───── SUPPLIED TEXT

After Theranos suit, Fortress makes patents available on royalty-free basis for COVID-19 tests
As we reported late last week, the Fortress IP group has brought its first infringement suit using patents that it picked up from the stricken biotech company Theranos in a deal struck at the end of 2017.
The investment giant has accused the diagnostics business BioFire and its parent company BioMérieux of infringing two patents. Both name Theranos co-founder Elizabeth Holmes as an inventor.
Having filed the suit in Delaware district court on 9th March, Labrador Diagnostics - the Fortress subsidiary that has brought the case - announced earlier today that it would grant “royalty-free licences to third parties to use its patented diagnostics technology for use in tests directed to COVID-19”.
The move came after French headquartered BioMérieux had announced, two days after the Fortress case was brought, that it was launching three coronavirus tests in response to the COVID-19 pandemic. According the company’s statement, one test should be available by the end of this month.
BioMérieux also revealed that it is working on “a fully-automated test based on the BIOFIRE FILMARRAY technology with the support of the US Department of Defense”. In its lawsuit, Fortress has taken aim at several FilmArray machines for allegedly infringing the former Theranos patents.
The announcement from BioMérieux has clearly prompted Labrador Diagnostics to act. Its own statement states that: “Labrador wants to make clear that the lawsuit was not directed to testing for COVID-19. The lawsuit focuses on activities over the past six years that are not in any way related to COVID-19 testing.”

──────────
───── EXTRACTED RECORDS

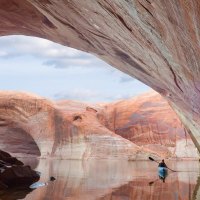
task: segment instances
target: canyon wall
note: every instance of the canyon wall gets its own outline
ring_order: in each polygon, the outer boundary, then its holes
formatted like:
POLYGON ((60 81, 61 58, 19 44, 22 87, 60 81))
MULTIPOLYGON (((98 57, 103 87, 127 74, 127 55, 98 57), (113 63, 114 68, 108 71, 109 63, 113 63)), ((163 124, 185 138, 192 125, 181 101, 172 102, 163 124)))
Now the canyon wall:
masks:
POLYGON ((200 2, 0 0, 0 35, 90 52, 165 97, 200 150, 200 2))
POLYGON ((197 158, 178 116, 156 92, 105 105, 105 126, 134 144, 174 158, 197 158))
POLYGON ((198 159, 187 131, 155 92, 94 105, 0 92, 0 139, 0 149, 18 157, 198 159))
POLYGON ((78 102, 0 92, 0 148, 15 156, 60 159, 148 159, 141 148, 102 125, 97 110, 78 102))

──────────

▶ REQUIRED TASKS
• 1. According to the article on Fortress and the Theranos patents, in which court and on what date did Labrador Diagnostics file its suit?
• 2. Continue the article on Fortress and the Theranos patents, beginning after its final sentence.

▶ RESPONSES
• 1. Delaware district court, on 9th March.

• 2.
Labrador then points out that BioMérieux’s statement came two days after the lawsuit was filed. The NPE claims that it had “no prior knowledge of these activities by the defendants”. When it learned of the tests it immediately wrote to the defendants to offer them a royalty-free licence, the statement concludes.
While Labrador acted quickly, as my colleague Jacob Schindler highlighted on Twitter, the news that BioMérieux was working on possible tests had actually been reported by the time the case was filed, with this article from 5th March revealing that the company had two under development.
As the COVID-19 pandemic continues to develop, the Fortress lawsuit is a lesson to anyone asserting rights in the life sciences sector to tread very carefully to ensure they are fully aware of whether their case affects how health authorities and companies respond to the virus. For defendants, the coronavirus might prove to be an interesting get-out strategy - at least as a means of affecting public perceptions of the suit in question. That could be very handy when it comes to judges and, in the US, juries deciding outcomes.